__Prompt__
Update the records by putting "cumulus cloud" wherever "white cloud" appears, and leave everything else as it is.

__Supplied entries__
(begin)

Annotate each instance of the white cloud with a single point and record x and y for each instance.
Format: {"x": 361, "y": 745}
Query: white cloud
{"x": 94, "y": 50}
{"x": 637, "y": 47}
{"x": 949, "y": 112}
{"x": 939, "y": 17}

(end)

__Reply to the task__
Annotate each instance of the cumulus cloud with a single point and record x and y for each instance.
Format: {"x": 361, "y": 745}
Query: cumulus cloud
{"x": 94, "y": 50}
{"x": 637, "y": 47}
{"x": 949, "y": 112}
{"x": 939, "y": 17}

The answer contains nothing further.